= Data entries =

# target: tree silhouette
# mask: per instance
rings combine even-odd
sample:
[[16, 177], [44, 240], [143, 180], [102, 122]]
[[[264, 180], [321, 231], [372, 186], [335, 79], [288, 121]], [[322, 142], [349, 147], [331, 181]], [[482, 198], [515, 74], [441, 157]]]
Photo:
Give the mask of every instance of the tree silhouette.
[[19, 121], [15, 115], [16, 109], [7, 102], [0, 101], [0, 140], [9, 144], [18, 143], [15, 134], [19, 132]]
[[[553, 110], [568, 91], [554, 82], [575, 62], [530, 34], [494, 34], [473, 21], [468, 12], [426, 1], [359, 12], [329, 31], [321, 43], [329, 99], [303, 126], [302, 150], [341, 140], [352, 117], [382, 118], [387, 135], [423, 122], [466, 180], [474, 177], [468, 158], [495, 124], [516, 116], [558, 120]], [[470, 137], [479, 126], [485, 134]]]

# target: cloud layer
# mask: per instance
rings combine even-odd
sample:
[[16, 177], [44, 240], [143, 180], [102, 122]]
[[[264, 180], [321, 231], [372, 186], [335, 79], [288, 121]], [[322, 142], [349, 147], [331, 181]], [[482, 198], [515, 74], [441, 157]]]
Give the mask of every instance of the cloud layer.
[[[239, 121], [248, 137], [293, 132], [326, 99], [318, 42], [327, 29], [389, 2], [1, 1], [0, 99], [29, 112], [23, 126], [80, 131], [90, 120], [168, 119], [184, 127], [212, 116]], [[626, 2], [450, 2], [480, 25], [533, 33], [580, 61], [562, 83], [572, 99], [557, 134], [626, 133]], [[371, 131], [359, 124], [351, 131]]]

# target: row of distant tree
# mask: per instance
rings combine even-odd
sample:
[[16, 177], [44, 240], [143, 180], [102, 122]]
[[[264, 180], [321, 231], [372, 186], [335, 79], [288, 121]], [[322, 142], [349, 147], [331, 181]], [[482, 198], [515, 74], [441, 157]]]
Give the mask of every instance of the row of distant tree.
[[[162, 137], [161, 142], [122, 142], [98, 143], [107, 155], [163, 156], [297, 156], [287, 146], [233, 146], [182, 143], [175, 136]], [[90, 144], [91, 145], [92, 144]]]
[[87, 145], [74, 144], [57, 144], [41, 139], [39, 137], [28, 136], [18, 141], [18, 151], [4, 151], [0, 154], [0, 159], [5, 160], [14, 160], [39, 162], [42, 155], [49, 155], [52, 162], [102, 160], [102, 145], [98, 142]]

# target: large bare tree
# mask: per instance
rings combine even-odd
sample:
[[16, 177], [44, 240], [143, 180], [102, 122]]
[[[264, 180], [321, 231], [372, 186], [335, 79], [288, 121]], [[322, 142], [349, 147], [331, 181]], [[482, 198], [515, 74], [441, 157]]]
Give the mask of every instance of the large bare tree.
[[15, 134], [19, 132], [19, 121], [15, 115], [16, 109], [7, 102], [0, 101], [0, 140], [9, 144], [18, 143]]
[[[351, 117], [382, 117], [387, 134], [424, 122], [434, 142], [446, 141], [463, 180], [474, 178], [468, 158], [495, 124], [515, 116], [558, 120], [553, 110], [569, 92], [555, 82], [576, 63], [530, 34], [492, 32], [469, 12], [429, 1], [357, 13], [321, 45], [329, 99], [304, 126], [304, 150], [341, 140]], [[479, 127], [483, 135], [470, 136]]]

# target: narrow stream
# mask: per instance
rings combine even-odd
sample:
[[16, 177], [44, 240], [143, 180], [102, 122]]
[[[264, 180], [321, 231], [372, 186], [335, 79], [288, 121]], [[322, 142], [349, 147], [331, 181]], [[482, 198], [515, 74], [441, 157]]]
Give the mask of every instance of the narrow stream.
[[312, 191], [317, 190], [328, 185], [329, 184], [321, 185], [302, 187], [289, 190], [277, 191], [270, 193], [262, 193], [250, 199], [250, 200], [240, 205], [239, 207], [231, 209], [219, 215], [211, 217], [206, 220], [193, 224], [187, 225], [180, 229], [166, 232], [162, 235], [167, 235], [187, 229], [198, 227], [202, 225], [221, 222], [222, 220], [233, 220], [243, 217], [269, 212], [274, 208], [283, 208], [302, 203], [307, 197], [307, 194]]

= Directive =
Transcribe every one of the items above line for line, with no changes.

= Output of the task =
# target: tree silhouette
# mask: per instance
rings combine even-odd
sample:
[[16, 177], [44, 240], [143, 180], [102, 122]]
[[[264, 180], [321, 231], [372, 186], [335, 79], [288, 121]], [[322, 142], [349, 147], [331, 181]], [[482, 198], [515, 74], [441, 157]]]
Photo:
Give the mask of every instance of the tree silhouette.
[[19, 121], [15, 115], [16, 109], [7, 102], [0, 101], [0, 140], [9, 144], [18, 143], [15, 134], [19, 132]]
[[[553, 110], [568, 91], [554, 82], [575, 62], [530, 34], [494, 34], [473, 21], [468, 12], [426, 1], [359, 12], [329, 31], [321, 43], [329, 99], [303, 126], [302, 150], [341, 140], [352, 117], [382, 118], [387, 135], [423, 122], [466, 180], [474, 177], [468, 158], [495, 124], [516, 116], [558, 120]], [[470, 137], [479, 126], [485, 134]]]

# target: cloud layer
# mask: per instance
rings combine even-odd
sample:
[[16, 177], [44, 240], [143, 180], [102, 122]]
[[[264, 180], [321, 231], [372, 186], [335, 79], [288, 121]], [[322, 142], [349, 147], [331, 181]], [[482, 198], [515, 74], [441, 157]]]
Give the mask of every instance of the cloud layer.
[[[239, 121], [248, 137], [293, 132], [326, 99], [318, 42], [327, 29], [389, 2], [1, 1], [0, 99], [29, 112], [23, 126], [80, 131], [90, 120], [168, 119], [184, 127], [212, 116]], [[626, 2], [450, 2], [480, 25], [533, 33], [580, 61], [562, 83], [572, 99], [557, 134], [626, 133]], [[371, 131], [359, 124], [351, 131]]]

# target: row of distant tree
# mask: per instance
rings combine even-odd
sample:
[[16, 177], [44, 240], [143, 180], [102, 122]]
[[[264, 180], [321, 231], [372, 186], [335, 79], [288, 121]], [[322, 142], [349, 147], [331, 181]], [[482, 198], [515, 74], [441, 157]]]
Give the mask of every instance of the row of distant tree.
[[[162, 137], [161, 142], [122, 142], [98, 143], [107, 155], [163, 156], [297, 156], [287, 146], [233, 146], [182, 143], [175, 136]], [[90, 144], [91, 145], [92, 144]]]
[[87, 145], [74, 144], [57, 144], [41, 139], [39, 137], [28, 136], [18, 141], [18, 151], [4, 151], [0, 154], [0, 159], [5, 160], [14, 160], [39, 162], [42, 155], [49, 155], [52, 162], [102, 160], [102, 145], [98, 142]]

# target: large bare tree
# mask: per instance
rings combine even-odd
sample:
[[16, 177], [44, 240], [143, 180], [102, 122]]
[[[264, 180], [321, 231], [372, 186], [335, 79], [288, 121]], [[322, 142], [349, 147], [331, 181]], [[482, 198], [515, 74], [441, 157]]]
Give the mask of every instance of the large bare tree.
[[15, 134], [19, 132], [19, 121], [15, 115], [16, 109], [7, 102], [0, 101], [0, 140], [9, 144], [18, 143]]
[[[351, 117], [382, 117], [387, 134], [424, 122], [434, 142], [446, 141], [463, 180], [474, 178], [468, 158], [495, 124], [515, 116], [558, 120], [553, 110], [569, 92], [555, 82], [576, 63], [530, 34], [492, 32], [469, 12], [429, 1], [357, 13], [321, 45], [329, 99], [304, 126], [304, 150], [341, 140]], [[479, 127], [483, 135], [470, 136]]]

# target: narrow stream
# mask: per instance
rings combine even-odd
sample:
[[16, 177], [44, 240], [143, 180], [102, 122]]
[[[264, 180], [321, 231], [372, 186], [335, 79], [288, 121]], [[322, 142], [349, 147], [331, 181]], [[482, 198], [515, 74], [441, 157]]]
Give the mask of every instance of the narrow stream.
[[312, 191], [317, 190], [328, 185], [329, 184], [321, 185], [302, 187], [289, 190], [277, 191], [270, 193], [262, 193], [250, 199], [250, 200], [240, 205], [239, 207], [231, 209], [219, 215], [211, 217], [206, 220], [193, 224], [187, 225], [180, 229], [166, 232], [162, 235], [167, 235], [187, 229], [198, 227], [202, 225], [221, 222], [222, 220], [233, 220], [243, 217], [269, 212], [274, 208], [283, 208], [302, 203], [307, 197], [307, 194]]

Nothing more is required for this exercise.